_OBJECTIF A_: Modifie les enregistrements sur le passage allant de la ligne qui contient « One point goes on every instance of the red » jusqu'à celle qui contient « x=136 y=247 », en remplaçant « coolant hose » par « radiator hose ». Redonne ces lignes sans rien changer d'autre.

_TEXTE CITÉ_:
———

Après le petit déjeuner, des balades en chameau ou dromadaire sont proposées, à laquelle je ne prends pas part. Trop d’attente. Et puis le « vaisseau du désert » fait endurer pendant quelques temps encore la chaleur écrasante, dont j’ai à ce moment-là les séquelles sur une grande partie du corps, bien que recouverte d’une couche de sable mêlé de sueur. Nous finissons par partir, non sans que Léonor n’écope d’une énième proposition de mariage. Ici, c’est comme ça : les gens sont au courant de phrases-type, de conversations-type avec les toubabs. Remarquons d’ailleurs que nous n’accepterions, en France, jamais ne serait-ce que le centième de leur « racisme ». Notre qualité de blancs nous est rappelée des centaines de fois par jour. Léonor donc, s’accoutume à des conversations du type : « Bonsoir ! Comment ça va ? Regarde ce que je fais, juste pour le plaisir des yeux ! Les sénégalais, ils sont collants comme les mouches mais pas piquants comme les moustiques ! » etc. etc., jusqu’au moment où l’on lui glisse un numéro de téléphone dans la main, en lui promettant le grand amour.

Le retour en double pick-up à six places chacun est plus long qu’à l’aller. Nous traversons de nombreux petits villages où, si nous nous arrêtons pour une quelconque raison, l’aimantation fonctionne suffisamment pour que tournent autour de nous des dizaines de vendeurs de choses diverses. On approche finalement de St Louis, où un faux militaire fait semblant de nous arrêter, de confisquer le permis des chauffeurs, etc. Ces derniers s’écroulent de rire à chaque phrase du soi-disant militaire, qui finit par nous laisser partir, comprenant qu’il est démasqué.

———

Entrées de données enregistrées
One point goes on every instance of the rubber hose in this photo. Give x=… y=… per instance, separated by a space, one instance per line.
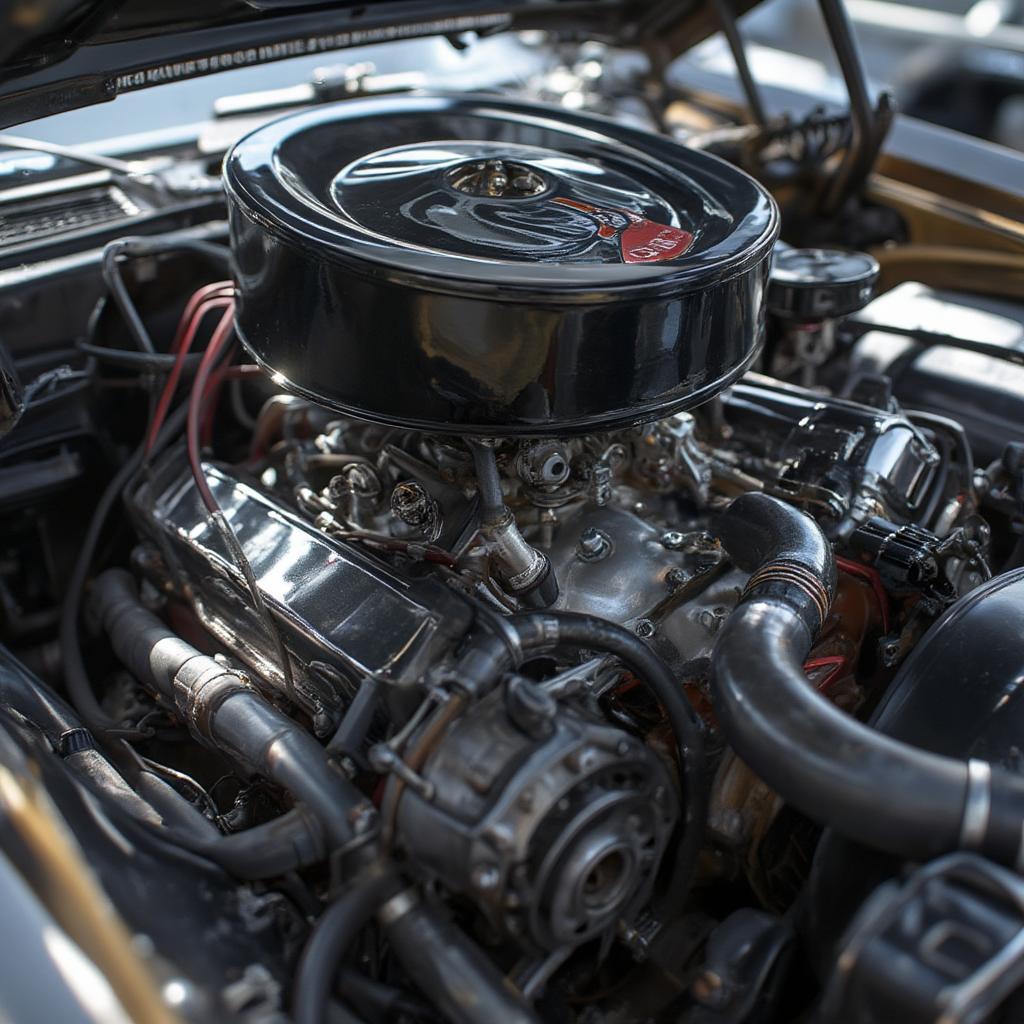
x=826 y=764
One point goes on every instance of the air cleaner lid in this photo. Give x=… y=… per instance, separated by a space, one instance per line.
x=472 y=262
x=484 y=193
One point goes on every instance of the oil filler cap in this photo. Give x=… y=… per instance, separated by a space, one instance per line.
x=813 y=285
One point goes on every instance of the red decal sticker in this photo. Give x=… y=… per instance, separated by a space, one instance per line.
x=640 y=241
x=645 y=242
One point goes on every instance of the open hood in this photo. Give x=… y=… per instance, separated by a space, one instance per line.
x=60 y=54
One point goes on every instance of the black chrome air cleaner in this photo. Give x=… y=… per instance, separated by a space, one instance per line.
x=479 y=265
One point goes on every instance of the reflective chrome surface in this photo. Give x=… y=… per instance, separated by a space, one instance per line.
x=629 y=287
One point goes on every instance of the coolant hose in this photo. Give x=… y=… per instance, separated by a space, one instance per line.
x=449 y=969
x=223 y=710
x=331 y=938
x=840 y=772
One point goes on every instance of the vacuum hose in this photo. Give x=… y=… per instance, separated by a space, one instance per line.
x=864 y=784
x=223 y=710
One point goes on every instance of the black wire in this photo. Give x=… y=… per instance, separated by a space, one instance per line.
x=157 y=363
x=136 y=247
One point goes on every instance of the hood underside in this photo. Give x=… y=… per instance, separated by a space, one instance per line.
x=59 y=54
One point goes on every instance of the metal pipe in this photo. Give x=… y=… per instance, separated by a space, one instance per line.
x=730 y=30
x=221 y=708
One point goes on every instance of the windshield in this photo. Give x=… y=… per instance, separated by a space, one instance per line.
x=952 y=62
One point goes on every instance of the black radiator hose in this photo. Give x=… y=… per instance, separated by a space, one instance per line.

———

_OBJECTIF B_: Continue le récit de voyage au Sénégal à partir de l'endroit où il s'arrête.

_RÉSULTAT FINAL A_:
One point goes on every instance of the red decal sticker in this photo. Give x=… y=… per instance, separated by a space, one instance per line.
x=640 y=241
x=645 y=242
One point goes on every instance of the open hood in this photo. Give x=… y=… per instance, separated by a space, one instance per line.
x=60 y=54
One point goes on every instance of the black chrome air cleaner in this photo. Give x=… y=… per instance, separated by a space, one instance per line.
x=479 y=265
One point goes on every instance of the reflective chrome surface in this photo. Give x=… y=… per instance, separated by a space, one instance per line.
x=629 y=287
One point goes on every instance of the radiator hose in this photo. Give x=… y=… per instance, separated by a space, one instance per line.
x=449 y=969
x=223 y=710
x=331 y=938
x=840 y=772
One point goes on every instance of the vacuum hose in this photo. Give x=… y=… per instance, separated by a space, one instance per line.
x=864 y=784
x=223 y=710
One point goes on every instance of the black wire in this photo. Give x=… y=… per instance, separated by a space, one instance per line.
x=157 y=363
x=136 y=247

_RÉSULTAT FINAL B_:
Une dernière rue et nous sommes arrivés. Les vendeurs courent déjà après le convoi.

Ce soir, nous irons au Papayer, une boîte de nuit plus lointaine que les autres, tout au bout de la langue de sable de Guet N’Dar, où se tient une « soirée antillaise » . Alexis souhaite nous y emmener depuis longtemps, sans succès avec le groupe de Juillet.
Nous tentons notre chance. Après une courte sieste, qui ne nous laisse que bien peu le temps de se reposer, nous partons tous ensemble en camion à l’endroit en question. Nous sirotons des Max Power sur la route, boisson locale qui ressemble au Red Bull, a le goût et l’odeur du Red Bull, mais est cinq fois plus concentrée en caféine et taurine. Avec cette potion magique, adieu la fatigue, mais bonjour la tremblote.

Une fois confortablement assis dans cet endroit, vide bien évidemment –il n’est qu’une heure et demie du matin- nous passons commande immédiatement, à la fois pour tromper l’attente et satisfaire au contrat engagé en quelques mots à l’entrée … on ne paye pas l’entrée, mais on consomme.
Quelle ne fut pas ma surprise, quand quelques minutes après je vois entrer Bijou, accompagnée comme à l’accoutumée de son frère Joseph et du grand Arona, le politicien.
Du moins, y ressemblent-ils. Je m’approche maladroitement et feins la surprise : « toi ici ? mais c’est super » Effectivement, c’était un peu super d’avoir à présent deux groupes à qui me mêler ; sur ces entrefaites, des flots de gens sont arrivés et la boîte était devenue pleine à craquer. La température est montée immédiatement.
Les DJ’s ici, comme je le vérifie quasiment à chaque fois, tiennent plus de l’ « animateur » de soirée que du véritable DJ. Ils sont là pour « passer de la musique », un point c’est tout. Le MC est, lui aussi, incontournable pour annoncer au micro des réclames inutiles dès qu’il en a l’envie. Une ambiance de fête foraine, ou presque, sauf que là nous en étions au hip-hop. Qui a duré presque toute la soirée d’ailleurs, à de rares exceptions près. Stroboscopes trop persistants, musiques trop répétées, transitions affreuses, MC : malgré tout cela l’ambiance continuait à être festive. Léonor se fait entraîner par bien des gens dans la danse, jusqu’au moment où Arona lui-même lui propose d’aller dehors discuter un peu. Intenables ces gens. Elle lui renvoie un refus sec, duquel il se remet avec dignité. Rien vu, rien entendu, dira-t-on.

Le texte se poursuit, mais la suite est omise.